GIVEN REQUEST> Rewrite all of the entries below in full, including the requests, and shift each answer point by adding 85 to both its x and y coordinates.

--- start of MATERIALS PROVIDED ---

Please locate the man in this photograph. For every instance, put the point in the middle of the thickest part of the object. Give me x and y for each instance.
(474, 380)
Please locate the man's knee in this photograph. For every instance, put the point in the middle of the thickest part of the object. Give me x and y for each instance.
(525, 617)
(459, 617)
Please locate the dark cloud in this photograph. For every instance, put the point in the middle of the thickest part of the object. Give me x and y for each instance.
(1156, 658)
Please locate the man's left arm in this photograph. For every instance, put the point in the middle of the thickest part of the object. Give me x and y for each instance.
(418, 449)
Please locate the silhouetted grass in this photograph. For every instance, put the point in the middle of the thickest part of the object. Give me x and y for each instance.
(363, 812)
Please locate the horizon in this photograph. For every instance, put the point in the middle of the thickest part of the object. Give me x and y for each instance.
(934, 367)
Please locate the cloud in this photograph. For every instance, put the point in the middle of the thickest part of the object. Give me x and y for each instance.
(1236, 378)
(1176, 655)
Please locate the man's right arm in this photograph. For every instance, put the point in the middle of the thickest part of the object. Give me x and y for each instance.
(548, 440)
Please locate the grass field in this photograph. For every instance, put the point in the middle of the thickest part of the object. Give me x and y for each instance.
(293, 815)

--- end of MATERIALS PROVIDED ---

WRITTEN RESPONSE>
Please locate the man in this photograph. For every instance, put the point in the middle of the thickest part of the object. Give me x and y for each instance.
(559, 465)
Please locate the man's knee in this photograph. For every instance, put the point in the middle of the thickest part of the object. Give me x and y for each instance.
(610, 702)
(544, 702)
Please locate the dark cloud in this photograph. For every instance, put the point in the middle of the thickest part of the object. Give me x and y for each instance.
(1241, 743)
Please locate the man's left arm in this photograph. For every instance, put the point in the middle of the thickest part of the object. Give me x and y for each instance.
(503, 534)
Please locate the silhouetted grass in this photograph. For every instance, put the point in the middle of the thickest part of the object. Give me x and y for each instance.
(448, 897)
Please locate the horizon in this photograph. For every instance, put the point in the middle of the thickest part of the object. Give me x and y for each instance.
(1019, 452)
Please locate the cloud in this photograph. For every instance, put the point in the middle of the thickest part of the object. Give me x and y for each instance.
(1321, 463)
(1261, 740)
Please locate the man's right arm in this photograph. For every instance, put the point in the middle of the thickest part of the object. Give me x and y for each instance.
(633, 525)
Please locate the grass field in this photograph. For every instance, put the point in the middle of the thickest part of the object. Give me x and y for each instance.
(378, 900)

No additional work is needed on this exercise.